• Tareas obligatorias:
[a] Explica en una a tres oraciones por qué quien habla en el texto ya no podía renunciar a contar sus vivencias en el encuentro.
[b] Transcribe del texto el fragmento que empieza en "Entonces me invadió" y termina en "en mi vida.".

• Texto del ejercicio:

'''

Queridos amigos:
Un día de este verano, al llegar al despacho y encender el ordenador, me encontré un correo de Dionisio. Era una carta suya anunciando este encuentro y venía acompañada del escrito que don Jesús os leyó el año pasado. Cuando estaba ensimismado en su lectura, una ingeniero de mi equipo me interrumpió alarmada:
–¿Te pasa algo?
–No, sólo estoy llorando, pero es de emoción. Estoy leyendo la carta de un antiguo profesor de mi colegio.
Aquellas reflexiones de don Jesús eran el “Abracadabra” de la cueva donde estaban guardados los mejores recuerdos de mi adolescencia y, de repente, como en un golpe de flash, los reviví todos juntos.
Hace algo más de una semana, Dionisio me llamó para indicarme que debería contar, en este encuentro de hoy, mis vivencias durante los años que estuve en la Safa. Busqué el escrito de don Jesús con la intención de utilizarlo como guía, pero al analizarlo comprobé que aquel escrito no era una evocación más o menos ordenada o literaria de recuerdos, aquello era un rosario de metáforas que bien podrían haber sido compuestas por don Antonio Machado o doña María Zambrano.
Entonces me invadió un tremendo desasosiego. ¿Y qué les cuento yo a estos compañeros de mi juventud, a la mayoría de los cuales no veo desde hace treinta y nueve años y que muy probablemente ya no tengan ningún recuerdo de mí? Pero me había comprometido con Dionisio y con Diego y ya no podía renunciar.
Es posible que mis vivencias no sean más que un puñado de obviedades con alguna que otra anécdota ocurrente; pero lo que sí os puedo asegurar es que ellas son como un cofrecico que en algunos momentos abro y del cual saco soluciones a muchos de los problemas que aparecen en mi vida.
Yo nací en Villanueva de la Reina, un pueblecito de Jaén, y cuando tenía doce años, el cinco de octubre de 1960, mis padres me trajeron a Úbeda. Yo quería ser maestro de niños.

'''

• Material del ejercicio:

'''

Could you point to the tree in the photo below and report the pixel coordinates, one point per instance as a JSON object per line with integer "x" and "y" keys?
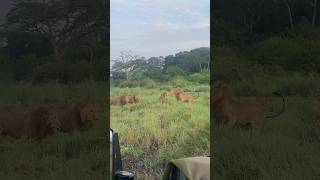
{"x": 65, "y": 23}
{"x": 127, "y": 63}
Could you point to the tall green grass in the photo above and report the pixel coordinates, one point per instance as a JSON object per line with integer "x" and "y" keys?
{"x": 152, "y": 133}
{"x": 63, "y": 155}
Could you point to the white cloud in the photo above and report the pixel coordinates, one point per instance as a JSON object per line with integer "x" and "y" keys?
{"x": 154, "y": 27}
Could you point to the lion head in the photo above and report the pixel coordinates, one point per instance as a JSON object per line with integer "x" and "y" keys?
{"x": 220, "y": 91}
{"x": 87, "y": 112}
{"x": 43, "y": 121}
{"x": 179, "y": 90}
{"x": 134, "y": 98}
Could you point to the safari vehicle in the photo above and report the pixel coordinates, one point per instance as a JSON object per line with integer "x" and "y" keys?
{"x": 193, "y": 168}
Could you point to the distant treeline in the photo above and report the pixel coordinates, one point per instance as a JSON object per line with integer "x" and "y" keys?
{"x": 161, "y": 69}
{"x": 62, "y": 40}
{"x": 274, "y": 33}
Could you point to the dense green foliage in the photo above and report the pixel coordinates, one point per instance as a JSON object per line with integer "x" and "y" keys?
{"x": 152, "y": 133}
{"x": 261, "y": 46}
{"x": 63, "y": 155}
{"x": 163, "y": 69}
{"x": 61, "y": 40}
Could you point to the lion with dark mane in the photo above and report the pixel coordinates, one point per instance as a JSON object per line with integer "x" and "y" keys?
{"x": 38, "y": 122}
{"x": 237, "y": 114}
{"x": 82, "y": 115}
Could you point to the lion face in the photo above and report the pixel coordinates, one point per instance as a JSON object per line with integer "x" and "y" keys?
{"x": 124, "y": 100}
{"x": 43, "y": 121}
{"x": 220, "y": 91}
{"x": 53, "y": 122}
{"x": 88, "y": 111}
{"x": 178, "y": 90}
{"x": 136, "y": 97}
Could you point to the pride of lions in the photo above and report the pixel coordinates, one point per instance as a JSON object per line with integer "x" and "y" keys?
{"x": 233, "y": 114}
{"x": 43, "y": 120}
{"x": 135, "y": 97}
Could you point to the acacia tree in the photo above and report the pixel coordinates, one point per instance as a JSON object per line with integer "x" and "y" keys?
{"x": 128, "y": 63}
{"x": 65, "y": 23}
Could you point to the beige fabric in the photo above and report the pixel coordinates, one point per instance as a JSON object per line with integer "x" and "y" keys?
{"x": 195, "y": 168}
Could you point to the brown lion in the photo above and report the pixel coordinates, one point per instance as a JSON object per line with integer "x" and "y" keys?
{"x": 134, "y": 98}
{"x": 237, "y": 114}
{"x": 37, "y": 123}
{"x": 120, "y": 100}
{"x": 82, "y": 115}
{"x": 162, "y": 97}
{"x": 182, "y": 96}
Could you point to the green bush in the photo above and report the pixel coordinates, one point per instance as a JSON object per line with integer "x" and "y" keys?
{"x": 131, "y": 83}
{"x": 180, "y": 81}
{"x": 68, "y": 72}
{"x": 201, "y": 78}
{"x": 148, "y": 83}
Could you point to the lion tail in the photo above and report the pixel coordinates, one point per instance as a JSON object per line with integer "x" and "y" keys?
{"x": 283, "y": 106}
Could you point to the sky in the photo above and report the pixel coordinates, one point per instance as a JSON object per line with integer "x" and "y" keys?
{"x": 5, "y": 6}
{"x": 152, "y": 28}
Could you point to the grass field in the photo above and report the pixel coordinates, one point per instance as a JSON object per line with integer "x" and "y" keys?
{"x": 152, "y": 133}
{"x": 62, "y": 156}
{"x": 289, "y": 146}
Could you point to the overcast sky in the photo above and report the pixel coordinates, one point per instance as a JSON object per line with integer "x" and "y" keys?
{"x": 5, "y": 6}
{"x": 159, "y": 27}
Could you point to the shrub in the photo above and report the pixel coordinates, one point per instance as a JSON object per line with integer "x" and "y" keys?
{"x": 180, "y": 81}
{"x": 202, "y": 78}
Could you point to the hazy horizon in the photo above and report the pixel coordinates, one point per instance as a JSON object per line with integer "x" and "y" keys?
{"x": 158, "y": 28}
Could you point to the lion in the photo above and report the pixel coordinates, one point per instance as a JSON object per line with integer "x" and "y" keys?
{"x": 237, "y": 114}
{"x": 162, "y": 97}
{"x": 122, "y": 100}
{"x": 114, "y": 100}
{"x": 82, "y": 115}
{"x": 39, "y": 122}
{"x": 134, "y": 97}
{"x": 182, "y": 96}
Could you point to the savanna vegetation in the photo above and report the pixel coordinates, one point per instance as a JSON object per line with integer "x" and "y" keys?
{"x": 151, "y": 132}
{"x": 54, "y": 53}
{"x": 259, "y": 47}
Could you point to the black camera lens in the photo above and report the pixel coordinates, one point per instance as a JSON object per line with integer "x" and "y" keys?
{"x": 124, "y": 175}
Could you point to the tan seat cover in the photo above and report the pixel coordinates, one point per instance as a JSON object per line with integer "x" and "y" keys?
{"x": 195, "y": 168}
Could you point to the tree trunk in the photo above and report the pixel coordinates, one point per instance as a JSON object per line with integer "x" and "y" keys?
{"x": 56, "y": 52}
{"x": 315, "y": 11}
{"x": 289, "y": 14}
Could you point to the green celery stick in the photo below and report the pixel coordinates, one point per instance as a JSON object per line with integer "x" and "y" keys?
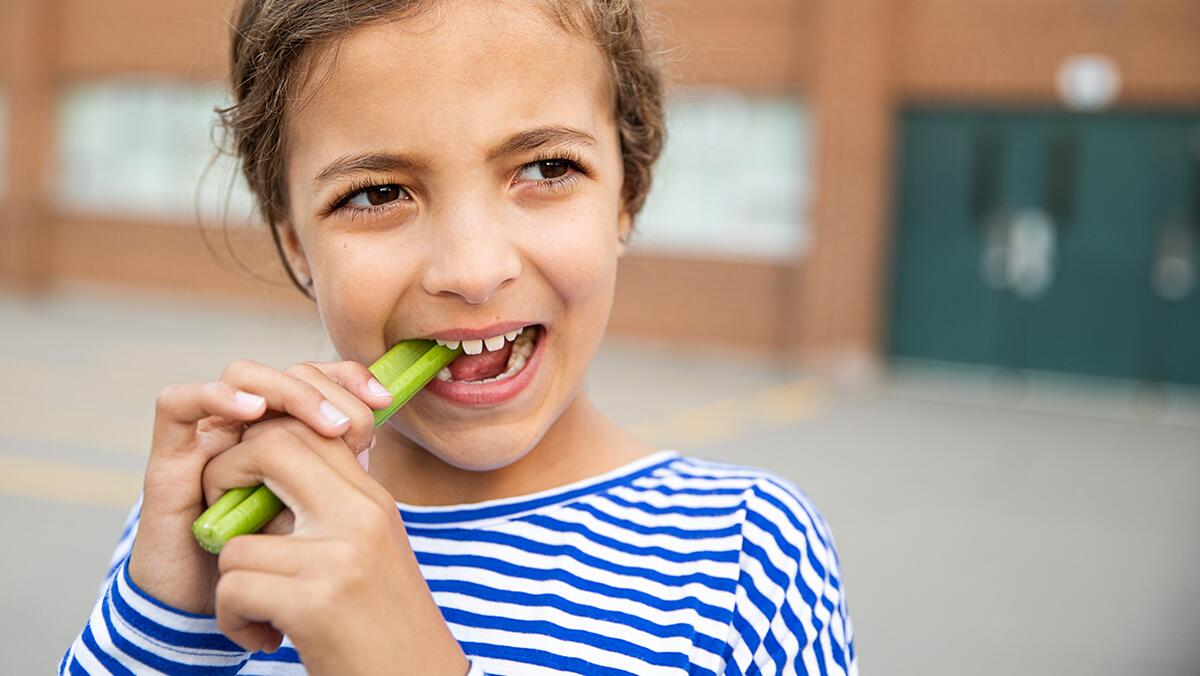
{"x": 403, "y": 370}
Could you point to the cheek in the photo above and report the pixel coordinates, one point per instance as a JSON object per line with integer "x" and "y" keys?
{"x": 579, "y": 257}
{"x": 359, "y": 283}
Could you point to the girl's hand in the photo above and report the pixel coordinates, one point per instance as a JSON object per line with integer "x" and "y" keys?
{"x": 195, "y": 423}
{"x": 343, "y": 585}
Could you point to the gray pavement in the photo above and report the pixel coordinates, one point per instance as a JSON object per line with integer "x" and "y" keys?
{"x": 987, "y": 525}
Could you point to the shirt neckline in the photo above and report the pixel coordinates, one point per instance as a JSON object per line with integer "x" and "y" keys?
{"x": 508, "y": 507}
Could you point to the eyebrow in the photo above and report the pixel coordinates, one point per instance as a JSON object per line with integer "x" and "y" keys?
{"x": 521, "y": 142}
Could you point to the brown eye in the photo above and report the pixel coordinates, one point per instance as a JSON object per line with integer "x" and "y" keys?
{"x": 376, "y": 196}
{"x": 545, "y": 169}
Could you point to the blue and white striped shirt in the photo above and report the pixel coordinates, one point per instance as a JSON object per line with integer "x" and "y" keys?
{"x": 665, "y": 566}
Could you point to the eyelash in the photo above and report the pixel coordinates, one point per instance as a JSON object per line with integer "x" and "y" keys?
{"x": 550, "y": 185}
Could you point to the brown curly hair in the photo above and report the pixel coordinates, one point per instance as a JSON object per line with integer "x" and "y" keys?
{"x": 273, "y": 39}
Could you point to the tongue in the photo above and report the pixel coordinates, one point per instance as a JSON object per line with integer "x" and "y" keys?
{"x": 483, "y": 365}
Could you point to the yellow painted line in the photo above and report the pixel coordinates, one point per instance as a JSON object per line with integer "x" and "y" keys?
{"x": 726, "y": 419}
{"x": 69, "y": 482}
{"x": 707, "y": 424}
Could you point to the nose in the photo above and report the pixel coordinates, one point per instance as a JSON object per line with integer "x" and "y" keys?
{"x": 473, "y": 256}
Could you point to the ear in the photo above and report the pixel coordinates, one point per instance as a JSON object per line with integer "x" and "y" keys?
{"x": 624, "y": 228}
{"x": 289, "y": 243}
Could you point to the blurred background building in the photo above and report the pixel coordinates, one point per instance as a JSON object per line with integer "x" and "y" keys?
{"x": 851, "y": 187}
{"x": 1001, "y": 181}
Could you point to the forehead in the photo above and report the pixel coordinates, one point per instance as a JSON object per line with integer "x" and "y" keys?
{"x": 456, "y": 77}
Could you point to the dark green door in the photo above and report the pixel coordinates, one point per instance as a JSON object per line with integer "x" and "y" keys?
{"x": 1038, "y": 241}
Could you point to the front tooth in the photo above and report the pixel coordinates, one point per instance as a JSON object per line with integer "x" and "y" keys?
{"x": 495, "y": 342}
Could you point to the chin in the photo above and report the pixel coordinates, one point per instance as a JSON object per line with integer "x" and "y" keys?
{"x": 480, "y": 449}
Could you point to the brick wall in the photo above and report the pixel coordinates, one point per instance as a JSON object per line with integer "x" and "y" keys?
{"x": 858, "y": 61}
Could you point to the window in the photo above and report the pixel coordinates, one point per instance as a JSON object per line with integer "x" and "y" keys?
{"x": 142, "y": 148}
{"x": 733, "y": 179}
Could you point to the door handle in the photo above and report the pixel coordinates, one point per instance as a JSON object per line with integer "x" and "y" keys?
{"x": 1174, "y": 273}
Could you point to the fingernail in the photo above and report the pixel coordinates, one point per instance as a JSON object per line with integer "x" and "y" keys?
{"x": 247, "y": 401}
{"x": 333, "y": 414}
{"x": 377, "y": 388}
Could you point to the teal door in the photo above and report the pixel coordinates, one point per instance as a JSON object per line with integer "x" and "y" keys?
{"x": 1050, "y": 241}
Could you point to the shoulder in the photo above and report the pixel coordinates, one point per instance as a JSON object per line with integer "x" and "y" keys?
{"x": 762, "y": 494}
{"x": 781, "y": 527}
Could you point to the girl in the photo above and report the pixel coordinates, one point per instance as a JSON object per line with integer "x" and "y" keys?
{"x": 466, "y": 171}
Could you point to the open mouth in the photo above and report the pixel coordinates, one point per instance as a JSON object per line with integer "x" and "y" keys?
{"x": 495, "y": 374}
{"x": 491, "y": 360}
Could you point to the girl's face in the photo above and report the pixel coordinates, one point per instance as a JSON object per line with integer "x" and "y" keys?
{"x": 457, "y": 175}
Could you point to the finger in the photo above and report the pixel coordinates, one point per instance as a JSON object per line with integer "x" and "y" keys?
{"x": 179, "y": 407}
{"x": 358, "y": 380}
{"x": 288, "y": 394}
{"x": 279, "y": 453}
{"x": 334, "y": 452}
{"x": 282, "y": 525}
{"x": 250, "y": 604}
{"x": 361, "y": 430}
{"x": 265, "y": 554}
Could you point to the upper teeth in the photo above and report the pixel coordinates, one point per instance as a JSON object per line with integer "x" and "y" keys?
{"x": 477, "y": 346}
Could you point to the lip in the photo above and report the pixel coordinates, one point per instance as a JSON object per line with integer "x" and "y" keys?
{"x": 491, "y": 394}
{"x": 481, "y": 333}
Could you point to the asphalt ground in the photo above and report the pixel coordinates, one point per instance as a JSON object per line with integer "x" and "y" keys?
{"x": 987, "y": 524}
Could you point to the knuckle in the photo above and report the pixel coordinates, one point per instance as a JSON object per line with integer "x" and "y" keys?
{"x": 229, "y": 587}
{"x": 238, "y": 368}
{"x": 343, "y": 556}
{"x": 167, "y": 398}
{"x": 303, "y": 370}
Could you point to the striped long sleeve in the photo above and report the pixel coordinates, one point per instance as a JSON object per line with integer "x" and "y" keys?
{"x": 665, "y": 566}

'''

• Respuestas:
[a] Porque se había comprometido con Dionisio y con Diego. Por eso no podía echarse atrás, aunque le invadía el desasosiego de no saber qué contar a unos compañeros a la mayoría de los cuales no veía desde hacía treinta y nueve años.

[b]
Entonces me invadió un tremendo desasosiego. ¿Y qué les cuento yo a estos compañeros de mi juventud, a la mayoría de los cuales no veo desde hace treinta y nueve años y que muy probablemente ya no tengan ningún recuerdo de mí? Pero me había comprometido con Dionisio y con Diego y ya no podía renunciar.
Es posible que mis vivencias no sean más que un puñado de obviedades con alguna que otra anécdota ocurrente; pero lo que sí os puedo asegurar es que ellas son como un cofrecico que en algunos momentos abro y del cual saco soluciones a muchos de los problemas que aparecen en mi vida.